A new General Public Procurement Law in Costa Rica will enter into force on December 1, 2022, along with its Regulations.

One of the great milestones of this new contracting or public procurement regulation in the country is the uniformity and homogenization that will exist. As a rule, all State institutions must follow the procedures and provisions established therein, excluding the possibility of having different public procurement processes depending on the institution being analyzed.

In the case of the Costa Rican Social Security System, the procedures regulated in the Administrative Contracting Law and its Regulations are currently applied, supplemented by the "General Conditions for the Institutional Administrative Contracting of Goods and Services Developed by all the Decentralized Units and not Decentralized of the CCSS)”. Additionally, the institution applies a special procedure to directly import, manufacture, buy, sell, and export medications, raw materials, and conditioning and packaging materials required in their preparation, in accordance with articles 71 and 72 of the Constitutive Law of the CCSS and the "Regulation for the Purchase of Medicines and Raw Materials, Containers and Reagents".

The new General Law on Public Procurement will oblige the CCSS to implement all public procurement processes in accordance with the new provisions. This creates the challenge for companies supplying medicines, equipment and supplies to the CCSS, to have a comprehensive understanding of the new provisions applicable.

The following are some practical tips for CCSS provider companies in this context:

  • It is convenient to permanently prepare and train the technical teams and personnel involved in the purchasing processes regarding the new rules that operate these processes in the CCSS, based on the General Law of Public Procurement and its Regulations.
  • Ensure that they are listed as suppliers in the unified digital system regulated by the new Law. Although there are currently regulations that require the use of the SICOP for all public purchases, with the new Law there is no possibility of exceptions and even a contracting that is not done within the framework of the unified digital system could be considered void.
  • It is convenient to ensure constant training of company personnel involved in public procurement processes on the use of the unified digital system.
  • Companies are recommended to work with the CCSS to get involved in the market studies that will be carried out to determine the existence of a single supplier. With the new Law, the determination of sole supplier is an exception to the contest rule and must be preceded by a verification in the unified digital system, as well as a market study, and an invitation that must be made in said system, to know if there is more than one potential offeror to provide the contractual object and thus verify uniqueness.

• **Information shown**:
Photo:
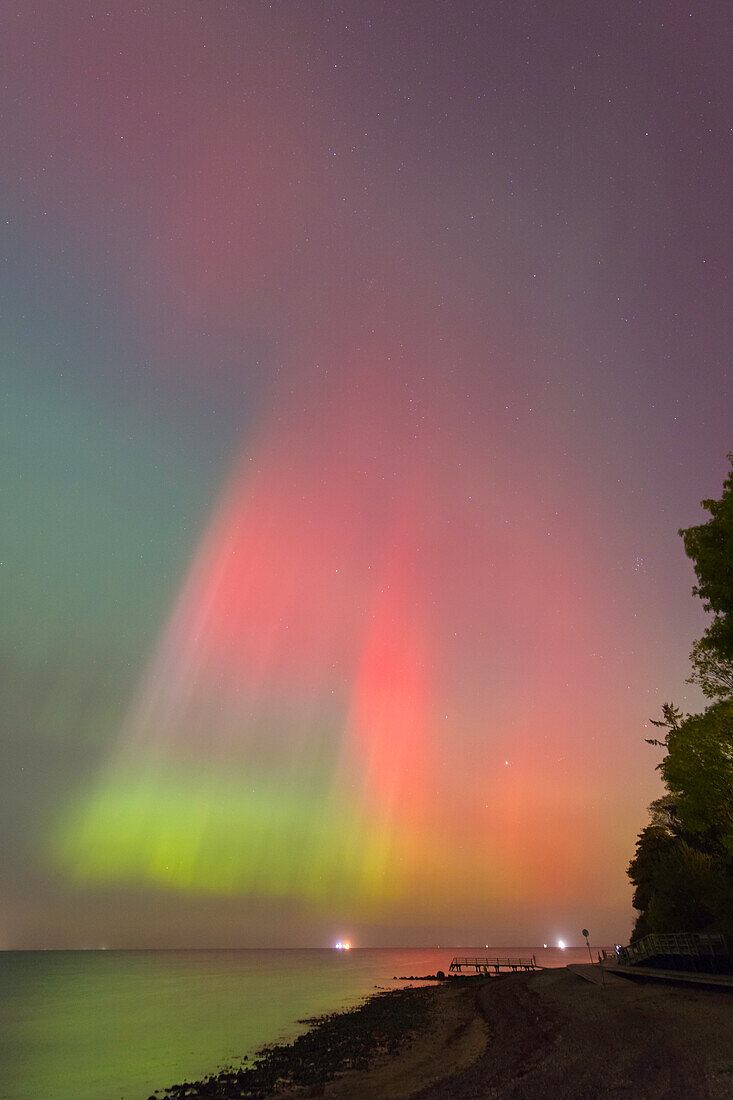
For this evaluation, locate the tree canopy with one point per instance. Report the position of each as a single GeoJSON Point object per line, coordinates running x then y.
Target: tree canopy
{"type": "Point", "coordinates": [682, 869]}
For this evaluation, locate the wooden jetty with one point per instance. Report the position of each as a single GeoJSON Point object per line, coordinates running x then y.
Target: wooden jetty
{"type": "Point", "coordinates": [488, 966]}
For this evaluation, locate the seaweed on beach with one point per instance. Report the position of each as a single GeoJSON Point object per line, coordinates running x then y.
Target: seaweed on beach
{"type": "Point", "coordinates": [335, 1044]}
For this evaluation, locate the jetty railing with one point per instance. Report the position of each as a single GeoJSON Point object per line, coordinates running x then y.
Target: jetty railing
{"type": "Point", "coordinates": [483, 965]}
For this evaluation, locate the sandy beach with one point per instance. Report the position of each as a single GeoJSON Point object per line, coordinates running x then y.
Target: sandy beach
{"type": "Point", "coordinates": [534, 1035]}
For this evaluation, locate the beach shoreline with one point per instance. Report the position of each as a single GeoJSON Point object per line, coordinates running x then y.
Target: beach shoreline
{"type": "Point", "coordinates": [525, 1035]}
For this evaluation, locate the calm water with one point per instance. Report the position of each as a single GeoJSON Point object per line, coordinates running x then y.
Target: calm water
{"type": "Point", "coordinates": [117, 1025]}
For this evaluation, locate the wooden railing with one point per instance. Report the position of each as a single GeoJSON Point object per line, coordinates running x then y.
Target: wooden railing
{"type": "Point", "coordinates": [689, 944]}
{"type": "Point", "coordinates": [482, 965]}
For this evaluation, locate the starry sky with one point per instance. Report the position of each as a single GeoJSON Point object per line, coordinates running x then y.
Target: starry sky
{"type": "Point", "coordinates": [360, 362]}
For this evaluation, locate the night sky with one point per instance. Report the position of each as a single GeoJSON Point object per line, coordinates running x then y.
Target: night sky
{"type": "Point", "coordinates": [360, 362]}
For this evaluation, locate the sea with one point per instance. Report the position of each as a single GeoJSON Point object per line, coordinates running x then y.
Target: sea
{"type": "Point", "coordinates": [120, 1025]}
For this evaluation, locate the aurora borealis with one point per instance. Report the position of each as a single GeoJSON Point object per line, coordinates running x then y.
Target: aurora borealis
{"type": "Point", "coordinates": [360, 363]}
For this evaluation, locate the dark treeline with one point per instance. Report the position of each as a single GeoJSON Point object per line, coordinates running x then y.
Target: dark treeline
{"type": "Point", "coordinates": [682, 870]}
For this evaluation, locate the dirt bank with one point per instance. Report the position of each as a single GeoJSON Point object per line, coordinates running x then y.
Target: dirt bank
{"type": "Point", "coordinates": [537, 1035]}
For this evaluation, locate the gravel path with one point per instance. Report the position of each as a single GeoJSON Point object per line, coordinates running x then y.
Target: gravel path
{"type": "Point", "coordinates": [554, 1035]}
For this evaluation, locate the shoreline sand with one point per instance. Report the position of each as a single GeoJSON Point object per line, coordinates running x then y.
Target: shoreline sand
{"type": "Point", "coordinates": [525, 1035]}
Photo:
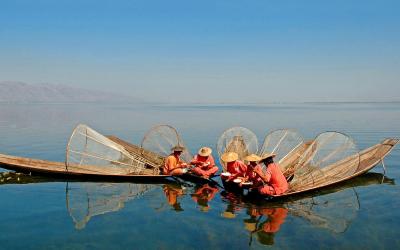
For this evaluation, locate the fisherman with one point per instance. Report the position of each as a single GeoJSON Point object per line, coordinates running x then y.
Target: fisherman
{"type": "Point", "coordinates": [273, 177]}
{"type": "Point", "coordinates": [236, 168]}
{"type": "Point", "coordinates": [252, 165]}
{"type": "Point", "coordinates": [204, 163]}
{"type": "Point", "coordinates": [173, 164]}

• **Brief 1**: Retype the part of the text on Costa Rica's public procurement law from "One of the great" to "institution being analyzed.".
• **Brief 2**: Continue the text on Costa Rica's public procurement law beyond its last sentence.

• **Answer box 1**:
One of the great milestones of this new contracting or public procurement regulation in the country is the uniformity and homogenization that will exist. As a rule, all State institutions must follow the procedures and provisions established therein, excluding the possibility of having different public procurement processes depending on the institution being analyzed.

• **Answer box 2**:
  • Explore the possibility of proposing new procurement mechanisms to the CCSS that may result in improved access to medicines for patients with complex diseases, based on the concepts of strategic contracting and innovative public procurement.
  • Prepare for additional steps to be carried out from the moment the Law and its Regulations come into force, as:
  • Register in the Registry of suppliers and subcontractors and in the Registry of Reduced Tenders (previously called direct contracting for small amounts).
  • Prepare and present the necessary Affidavits to register in the Registry of suppliers.
  • Verify the planning for each budget period and the CCSS projected procurement program (in the first month of each budget period), which must be published in the unified digital system by the Institution.
  • Give inputs to the Price Bank that must be created in the unified digital system to have a catalog of services and goods to determine the budgets in the purchase of medicines. This will serve to feed market studies and verify reference prices.
  • Consider some other relevant modifications of the new Law, such as:
    • The possibility of unilateral modification for no more than 20% of the amount and term of the original contract (exceptionally for 50%).
    • The possibility of contractual assignment without a maximum percentage or the need for prior authorization by the CGR.
    • The elimination of the sanction of warning to supplier companies and only the possibility of disqualification (simple sanction from 6 months to 2 years and qualified sanction from 2 to 10 years).

The possibility of termination of the contract due to the inactivity of the Administration or the contractor, for a period that reaches six months, either continuously or the sum of the partial suspensions.